Fragmento para leer:
La web Electomanía acaba de publicar una curiosísima e instructiva tabla en la que se refleja, por provincias españolas, la estima que sus habitantes tienen por cada una de las diecisiete comunidades y dos ciudades autónomas que forman nuestro país. La puntuación va de cero a diez, por lo que puede hacerse un razonamiento sencillo: las puntuaciones por encima del cinco indican afecto y las que se hallan por debajo denotan desafecto —o si se quiere ser más crudo, amor u odio, respectivamente— hacia la comunidad en cuestión. Dicho sea, todo ello, con las restricciones pertinentes al caso: se trata de cifras promedio y de unos datos estadísticos, elaborados a partir de encuestas a las que sólo responde una muestra reducida de la población.
Lo primero que he comprobado son los datos referidos a las dos provincias —Madrid y Toledo— y a las dos comunidades autónomas —Madrid y Castilla-La Mancha— entre las que reparto mis días. Y se me ha escapado un suspiro de alivio cuando he visto que ninguna de mis dos provincias odia a ninguna de las comunidades y ciudades autónomas. En promedio otorgan al resto de España un notable alto, lo que supone un grado de afecto bastante considerable. Reconozco que me ha preocupado menos ver qué calificación recibían de otros territorios mis dos comunidades autónomas, según la cual Castilla-La Mancha es objeto de la aversión de cinco provincias y Madrid de tres.

Tareas a realizar:
A – Vuelve a escribir una parte del fragmento, cambiando "tabla" por "clasificación". Empieza en las palabras "La web Electomanía" y termina después de "de la población.".
B – Según el fragmento, ¿cuántas provincias sienten aversión por Castilla-La Mancha?

(Registros de un conjunto de datos)

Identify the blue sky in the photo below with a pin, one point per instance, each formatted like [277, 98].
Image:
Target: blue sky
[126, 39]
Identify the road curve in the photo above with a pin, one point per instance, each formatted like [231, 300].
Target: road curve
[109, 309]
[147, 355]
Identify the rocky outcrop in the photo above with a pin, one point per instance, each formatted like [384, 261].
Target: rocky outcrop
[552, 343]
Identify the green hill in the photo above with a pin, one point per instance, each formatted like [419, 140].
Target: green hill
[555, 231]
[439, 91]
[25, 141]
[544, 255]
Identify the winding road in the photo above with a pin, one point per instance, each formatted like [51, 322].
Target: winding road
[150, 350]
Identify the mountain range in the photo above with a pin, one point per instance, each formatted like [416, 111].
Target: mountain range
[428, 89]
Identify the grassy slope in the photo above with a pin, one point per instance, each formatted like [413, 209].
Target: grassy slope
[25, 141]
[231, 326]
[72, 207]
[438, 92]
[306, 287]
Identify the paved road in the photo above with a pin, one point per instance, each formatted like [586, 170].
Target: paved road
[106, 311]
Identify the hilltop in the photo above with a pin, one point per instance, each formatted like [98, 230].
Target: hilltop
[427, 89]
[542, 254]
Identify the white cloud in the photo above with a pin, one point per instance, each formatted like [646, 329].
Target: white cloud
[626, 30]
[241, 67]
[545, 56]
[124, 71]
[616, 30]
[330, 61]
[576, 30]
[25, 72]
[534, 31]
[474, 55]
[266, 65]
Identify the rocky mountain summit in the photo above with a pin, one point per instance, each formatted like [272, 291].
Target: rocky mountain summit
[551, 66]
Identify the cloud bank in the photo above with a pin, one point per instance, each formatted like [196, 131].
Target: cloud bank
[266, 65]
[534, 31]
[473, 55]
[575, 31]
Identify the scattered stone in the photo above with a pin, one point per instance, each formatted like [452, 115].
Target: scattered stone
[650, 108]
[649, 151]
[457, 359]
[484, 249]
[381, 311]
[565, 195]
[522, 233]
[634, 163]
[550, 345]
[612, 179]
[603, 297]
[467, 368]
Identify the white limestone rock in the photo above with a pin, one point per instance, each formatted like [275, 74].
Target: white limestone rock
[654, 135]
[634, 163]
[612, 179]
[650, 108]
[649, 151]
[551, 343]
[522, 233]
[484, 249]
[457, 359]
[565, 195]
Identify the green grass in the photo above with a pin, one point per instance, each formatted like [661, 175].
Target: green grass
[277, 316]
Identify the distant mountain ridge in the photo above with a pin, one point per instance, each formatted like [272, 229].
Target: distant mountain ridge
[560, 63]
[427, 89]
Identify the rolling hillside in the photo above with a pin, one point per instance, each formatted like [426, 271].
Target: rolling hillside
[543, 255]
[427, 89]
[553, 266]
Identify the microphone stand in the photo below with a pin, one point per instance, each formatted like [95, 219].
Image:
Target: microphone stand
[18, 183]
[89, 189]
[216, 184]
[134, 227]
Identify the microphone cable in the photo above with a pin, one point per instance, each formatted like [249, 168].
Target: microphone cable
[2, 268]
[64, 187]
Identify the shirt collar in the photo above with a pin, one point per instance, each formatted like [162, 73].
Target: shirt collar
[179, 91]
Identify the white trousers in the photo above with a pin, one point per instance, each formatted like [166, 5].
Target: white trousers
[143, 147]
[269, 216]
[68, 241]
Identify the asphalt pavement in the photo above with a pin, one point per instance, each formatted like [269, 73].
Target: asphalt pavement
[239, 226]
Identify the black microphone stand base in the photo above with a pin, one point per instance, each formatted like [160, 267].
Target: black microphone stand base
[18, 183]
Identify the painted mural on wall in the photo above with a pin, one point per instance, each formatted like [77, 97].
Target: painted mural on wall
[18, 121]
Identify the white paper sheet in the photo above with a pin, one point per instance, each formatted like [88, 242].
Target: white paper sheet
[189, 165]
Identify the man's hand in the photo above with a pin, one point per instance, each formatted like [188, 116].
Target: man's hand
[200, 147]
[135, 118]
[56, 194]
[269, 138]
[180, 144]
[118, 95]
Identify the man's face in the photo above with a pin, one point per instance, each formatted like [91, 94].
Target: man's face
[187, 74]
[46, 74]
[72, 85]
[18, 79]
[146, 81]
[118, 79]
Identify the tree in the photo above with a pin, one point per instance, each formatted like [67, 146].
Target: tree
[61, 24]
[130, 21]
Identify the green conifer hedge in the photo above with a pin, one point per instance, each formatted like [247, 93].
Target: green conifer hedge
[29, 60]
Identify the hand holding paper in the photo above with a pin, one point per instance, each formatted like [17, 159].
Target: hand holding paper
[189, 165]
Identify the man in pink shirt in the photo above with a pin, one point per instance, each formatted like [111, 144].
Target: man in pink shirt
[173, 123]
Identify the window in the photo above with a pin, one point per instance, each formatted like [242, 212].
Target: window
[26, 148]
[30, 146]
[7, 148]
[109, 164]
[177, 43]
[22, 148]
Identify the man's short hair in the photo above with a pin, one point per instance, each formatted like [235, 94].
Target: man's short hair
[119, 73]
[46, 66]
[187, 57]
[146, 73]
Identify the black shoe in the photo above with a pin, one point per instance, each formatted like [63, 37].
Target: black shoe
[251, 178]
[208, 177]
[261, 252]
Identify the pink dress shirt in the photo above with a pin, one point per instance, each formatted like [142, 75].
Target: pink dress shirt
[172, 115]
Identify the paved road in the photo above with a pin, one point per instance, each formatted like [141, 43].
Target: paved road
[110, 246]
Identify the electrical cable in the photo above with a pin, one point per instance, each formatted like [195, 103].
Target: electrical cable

Respuestas dadas:
A –
La web Electomanía acaba de publicar una curiosísima e instructiva clasificación en la que se refleja, por provincias españolas, la estima que sus habitantes tienen por cada una de las diecisiete comunidades y dos ciudades autónomas que forman nuestro país. La puntuación va de cero a diez, por lo que puede hacerse un razonamiento sencillo: las puntuaciones por encima del cinco indican afecto y las que se hallan por debajo denotan desafecto —o si se quiere ser más crudo, amor u odio, respectivamente— hacia la comunidad en cuestión. Dicho sea, todo ello, con las restricciones pertinentes al caso: se trata de cifras promedio y de unos datos estadísticos, elaborados a partir de encuestas a las que sólo responde una muestra reducida de la población.

B – Cinco provincias.